■ WHAT TO DO ■
Look below for the line containing "for the security"; from there through the line containing "man in dark", both lines included, please set down each line exactly and nothing else.

■ EXTRACTED MATERIAL ■
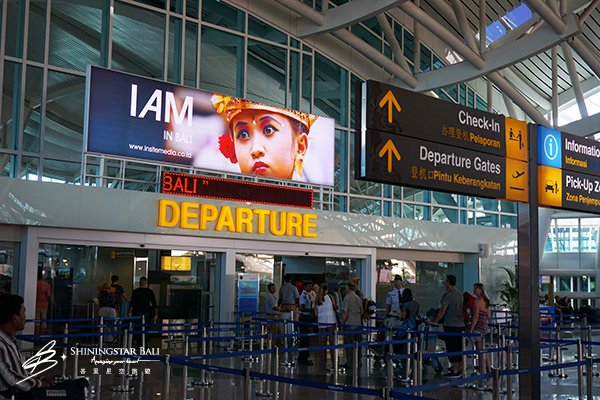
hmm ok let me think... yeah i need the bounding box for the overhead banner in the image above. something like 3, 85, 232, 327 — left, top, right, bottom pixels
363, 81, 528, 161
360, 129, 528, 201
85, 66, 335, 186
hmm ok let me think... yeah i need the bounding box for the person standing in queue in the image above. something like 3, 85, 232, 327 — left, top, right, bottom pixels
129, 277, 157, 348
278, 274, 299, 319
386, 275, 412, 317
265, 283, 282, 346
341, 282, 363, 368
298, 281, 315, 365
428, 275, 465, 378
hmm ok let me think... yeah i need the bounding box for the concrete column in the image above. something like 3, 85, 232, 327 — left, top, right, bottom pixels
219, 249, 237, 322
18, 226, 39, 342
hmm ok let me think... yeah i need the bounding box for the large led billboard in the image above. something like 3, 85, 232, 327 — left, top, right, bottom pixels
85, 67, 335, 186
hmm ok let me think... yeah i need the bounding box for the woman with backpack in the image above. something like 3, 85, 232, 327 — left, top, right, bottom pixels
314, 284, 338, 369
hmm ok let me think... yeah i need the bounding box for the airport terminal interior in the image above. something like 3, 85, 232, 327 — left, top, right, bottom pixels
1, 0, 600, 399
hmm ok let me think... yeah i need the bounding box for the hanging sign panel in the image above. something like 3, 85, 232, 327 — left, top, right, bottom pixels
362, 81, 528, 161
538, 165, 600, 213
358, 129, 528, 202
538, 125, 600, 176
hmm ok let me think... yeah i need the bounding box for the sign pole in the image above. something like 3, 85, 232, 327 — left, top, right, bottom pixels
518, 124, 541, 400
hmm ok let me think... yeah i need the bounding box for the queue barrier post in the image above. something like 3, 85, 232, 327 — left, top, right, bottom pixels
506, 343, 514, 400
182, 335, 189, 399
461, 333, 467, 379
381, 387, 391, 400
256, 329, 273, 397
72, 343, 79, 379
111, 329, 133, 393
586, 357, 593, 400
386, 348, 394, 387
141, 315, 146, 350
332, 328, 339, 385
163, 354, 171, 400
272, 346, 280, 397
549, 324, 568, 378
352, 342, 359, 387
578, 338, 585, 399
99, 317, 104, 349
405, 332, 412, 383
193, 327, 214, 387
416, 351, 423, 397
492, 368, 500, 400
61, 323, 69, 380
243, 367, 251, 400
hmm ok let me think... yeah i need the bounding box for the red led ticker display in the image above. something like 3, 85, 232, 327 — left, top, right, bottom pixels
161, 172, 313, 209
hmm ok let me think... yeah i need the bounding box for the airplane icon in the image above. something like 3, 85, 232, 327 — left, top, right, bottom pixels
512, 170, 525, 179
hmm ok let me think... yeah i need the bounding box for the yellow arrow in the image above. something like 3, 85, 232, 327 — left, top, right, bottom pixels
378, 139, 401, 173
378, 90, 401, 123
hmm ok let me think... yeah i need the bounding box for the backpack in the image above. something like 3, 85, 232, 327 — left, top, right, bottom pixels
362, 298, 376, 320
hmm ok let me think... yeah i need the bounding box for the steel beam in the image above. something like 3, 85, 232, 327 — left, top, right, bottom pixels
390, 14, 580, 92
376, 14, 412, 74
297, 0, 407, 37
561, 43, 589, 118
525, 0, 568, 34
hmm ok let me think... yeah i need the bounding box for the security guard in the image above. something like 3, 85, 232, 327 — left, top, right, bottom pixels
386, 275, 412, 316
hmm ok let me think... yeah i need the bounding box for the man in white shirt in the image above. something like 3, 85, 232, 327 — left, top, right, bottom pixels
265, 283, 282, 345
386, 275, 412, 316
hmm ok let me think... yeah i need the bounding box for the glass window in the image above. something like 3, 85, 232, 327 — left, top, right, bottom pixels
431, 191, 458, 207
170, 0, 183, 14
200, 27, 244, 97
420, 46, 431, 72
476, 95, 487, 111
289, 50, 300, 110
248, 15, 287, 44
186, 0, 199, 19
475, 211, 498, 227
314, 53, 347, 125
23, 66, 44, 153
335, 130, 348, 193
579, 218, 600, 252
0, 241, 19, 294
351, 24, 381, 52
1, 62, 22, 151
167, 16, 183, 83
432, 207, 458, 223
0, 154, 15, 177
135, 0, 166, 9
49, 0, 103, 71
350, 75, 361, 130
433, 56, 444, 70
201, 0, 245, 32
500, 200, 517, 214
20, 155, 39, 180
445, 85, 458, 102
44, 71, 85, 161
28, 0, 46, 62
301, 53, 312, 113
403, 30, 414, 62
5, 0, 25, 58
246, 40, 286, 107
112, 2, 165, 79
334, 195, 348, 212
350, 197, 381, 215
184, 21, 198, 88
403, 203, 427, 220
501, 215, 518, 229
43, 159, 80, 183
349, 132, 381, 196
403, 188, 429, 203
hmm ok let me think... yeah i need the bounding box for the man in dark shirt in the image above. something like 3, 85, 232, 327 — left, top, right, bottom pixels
---
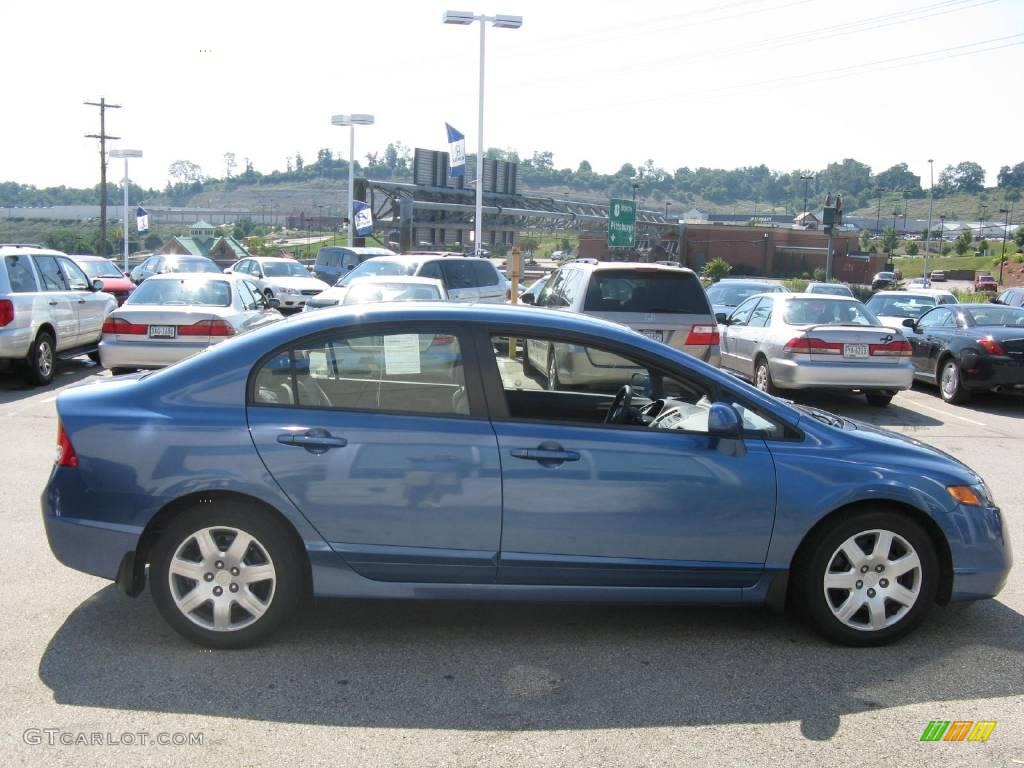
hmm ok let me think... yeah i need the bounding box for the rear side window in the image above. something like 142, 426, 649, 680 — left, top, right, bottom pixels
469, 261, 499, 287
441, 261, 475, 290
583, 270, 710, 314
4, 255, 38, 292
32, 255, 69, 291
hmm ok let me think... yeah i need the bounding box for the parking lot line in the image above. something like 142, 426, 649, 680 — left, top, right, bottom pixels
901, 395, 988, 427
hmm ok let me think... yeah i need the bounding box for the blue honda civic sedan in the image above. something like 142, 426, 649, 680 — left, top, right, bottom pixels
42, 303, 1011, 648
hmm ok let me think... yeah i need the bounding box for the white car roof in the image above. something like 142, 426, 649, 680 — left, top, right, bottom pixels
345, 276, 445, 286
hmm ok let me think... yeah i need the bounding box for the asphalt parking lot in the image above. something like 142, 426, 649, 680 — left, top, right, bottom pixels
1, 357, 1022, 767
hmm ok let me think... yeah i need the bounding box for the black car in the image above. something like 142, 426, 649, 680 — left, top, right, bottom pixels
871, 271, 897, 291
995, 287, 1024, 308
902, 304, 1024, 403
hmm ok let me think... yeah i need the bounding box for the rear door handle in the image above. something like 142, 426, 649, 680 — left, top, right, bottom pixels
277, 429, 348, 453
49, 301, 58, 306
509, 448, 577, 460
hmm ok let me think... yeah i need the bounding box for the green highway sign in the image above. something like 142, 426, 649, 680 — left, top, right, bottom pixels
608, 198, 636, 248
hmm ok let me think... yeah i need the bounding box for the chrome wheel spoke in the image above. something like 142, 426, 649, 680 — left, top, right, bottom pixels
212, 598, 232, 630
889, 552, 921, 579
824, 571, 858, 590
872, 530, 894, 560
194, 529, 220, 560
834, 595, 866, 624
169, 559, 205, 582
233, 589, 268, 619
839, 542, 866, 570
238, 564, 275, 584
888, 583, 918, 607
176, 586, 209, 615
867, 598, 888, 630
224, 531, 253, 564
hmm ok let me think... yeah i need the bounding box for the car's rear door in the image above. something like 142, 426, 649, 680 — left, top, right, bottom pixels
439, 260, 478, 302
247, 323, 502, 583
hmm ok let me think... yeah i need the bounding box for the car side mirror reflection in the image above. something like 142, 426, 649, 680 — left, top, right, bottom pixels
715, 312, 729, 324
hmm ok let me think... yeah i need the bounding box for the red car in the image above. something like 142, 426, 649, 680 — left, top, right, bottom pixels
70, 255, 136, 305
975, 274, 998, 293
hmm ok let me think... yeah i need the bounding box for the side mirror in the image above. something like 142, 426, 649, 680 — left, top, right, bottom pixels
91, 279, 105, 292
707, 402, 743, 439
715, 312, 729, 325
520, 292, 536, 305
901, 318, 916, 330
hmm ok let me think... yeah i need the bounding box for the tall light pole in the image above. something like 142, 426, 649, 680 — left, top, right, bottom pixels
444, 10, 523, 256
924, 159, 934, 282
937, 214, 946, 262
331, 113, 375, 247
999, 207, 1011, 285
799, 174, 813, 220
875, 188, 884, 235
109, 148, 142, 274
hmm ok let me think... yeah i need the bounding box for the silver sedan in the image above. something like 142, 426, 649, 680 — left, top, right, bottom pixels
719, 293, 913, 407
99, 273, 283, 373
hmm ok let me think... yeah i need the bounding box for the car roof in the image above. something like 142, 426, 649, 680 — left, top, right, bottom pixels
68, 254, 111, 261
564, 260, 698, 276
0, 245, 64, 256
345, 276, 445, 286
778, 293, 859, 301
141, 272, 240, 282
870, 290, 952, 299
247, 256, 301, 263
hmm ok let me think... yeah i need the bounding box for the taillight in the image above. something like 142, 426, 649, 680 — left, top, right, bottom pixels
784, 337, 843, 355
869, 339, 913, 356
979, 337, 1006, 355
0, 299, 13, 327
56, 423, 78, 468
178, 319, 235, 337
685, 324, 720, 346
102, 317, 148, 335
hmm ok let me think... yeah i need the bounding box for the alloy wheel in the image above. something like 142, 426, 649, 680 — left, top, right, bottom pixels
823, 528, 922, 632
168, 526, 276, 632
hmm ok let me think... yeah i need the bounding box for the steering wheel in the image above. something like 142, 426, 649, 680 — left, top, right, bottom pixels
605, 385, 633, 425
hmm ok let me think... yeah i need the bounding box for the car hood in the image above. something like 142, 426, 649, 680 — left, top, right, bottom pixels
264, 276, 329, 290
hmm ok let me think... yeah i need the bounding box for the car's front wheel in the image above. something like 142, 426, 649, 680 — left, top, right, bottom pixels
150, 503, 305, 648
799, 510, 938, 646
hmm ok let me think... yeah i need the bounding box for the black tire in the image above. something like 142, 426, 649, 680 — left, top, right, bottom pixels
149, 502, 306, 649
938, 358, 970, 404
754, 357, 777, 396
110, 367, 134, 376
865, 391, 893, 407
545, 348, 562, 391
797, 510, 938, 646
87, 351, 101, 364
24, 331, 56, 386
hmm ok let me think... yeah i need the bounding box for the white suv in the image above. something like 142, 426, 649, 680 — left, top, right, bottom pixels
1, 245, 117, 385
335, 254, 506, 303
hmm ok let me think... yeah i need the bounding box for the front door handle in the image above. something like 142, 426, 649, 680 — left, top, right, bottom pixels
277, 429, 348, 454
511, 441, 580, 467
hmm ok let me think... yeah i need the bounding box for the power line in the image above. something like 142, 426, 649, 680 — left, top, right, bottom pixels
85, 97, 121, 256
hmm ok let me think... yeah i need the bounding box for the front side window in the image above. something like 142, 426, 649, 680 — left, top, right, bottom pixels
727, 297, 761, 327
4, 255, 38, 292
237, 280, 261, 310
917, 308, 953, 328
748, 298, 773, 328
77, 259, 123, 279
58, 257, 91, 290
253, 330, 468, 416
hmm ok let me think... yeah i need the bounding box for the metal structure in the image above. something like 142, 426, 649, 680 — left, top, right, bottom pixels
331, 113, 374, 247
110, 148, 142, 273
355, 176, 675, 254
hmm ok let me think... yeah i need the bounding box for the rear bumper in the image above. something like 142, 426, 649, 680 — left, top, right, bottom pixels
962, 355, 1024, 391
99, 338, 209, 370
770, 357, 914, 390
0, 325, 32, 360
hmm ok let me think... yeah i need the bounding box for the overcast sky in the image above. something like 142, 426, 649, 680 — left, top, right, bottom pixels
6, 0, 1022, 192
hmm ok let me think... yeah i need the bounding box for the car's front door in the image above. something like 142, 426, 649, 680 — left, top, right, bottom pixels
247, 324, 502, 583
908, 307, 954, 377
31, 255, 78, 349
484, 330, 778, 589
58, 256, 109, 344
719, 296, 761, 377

■ OUTPUT FOR THIS EXERCISE ■
hmm ok let me think... yeah i need the bounding box for the security guard in the image above. something like 3, 85, 232, 327 — left, top, right, bottom pixels
386, 275, 412, 316
hmm ok let me think... yeah i need the bounding box for the man in white shirt in the image above. something like 3, 85, 232, 327 — left, top, right, bottom pixels
265, 283, 282, 345
386, 275, 412, 316
hmm ok let me think... yeah i need the bounding box for the glass window in the image above. something like 3, 85, 232, 327 — left, top, right, bottom pixels
431, 191, 458, 207
170, 0, 183, 14
200, 27, 244, 97
420, 46, 431, 72
476, 95, 487, 111
289, 50, 300, 110
248, 15, 287, 44
186, 0, 199, 19
475, 211, 498, 227
314, 53, 347, 125
23, 66, 44, 153
335, 130, 348, 193
579, 218, 600, 252
0, 241, 19, 294
351, 24, 381, 52
1, 62, 22, 151
167, 16, 183, 83
432, 207, 458, 223
0, 154, 15, 177
135, 0, 166, 9
49, 0, 103, 71
350, 75, 361, 130
433, 56, 444, 70
201, 0, 245, 32
500, 200, 517, 214
20, 155, 39, 180
445, 85, 458, 102
44, 71, 85, 161
28, 0, 46, 62
301, 53, 312, 113
403, 30, 414, 62
5, 0, 25, 58
246, 40, 286, 107
112, 2, 165, 79
334, 195, 348, 212
350, 197, 381, 215
184, 21, 198, 88
403, 203, 427, 220
501, 215, 518, 229
43, 159, 80, 183
349, 132, 381, 196
403, 188, 429, 203
hmm ok let me think... yeah i need the bounding box for the man in dark shirt in the image above. something like 3, 85, 232, 327 — left, top, right, bottom pixels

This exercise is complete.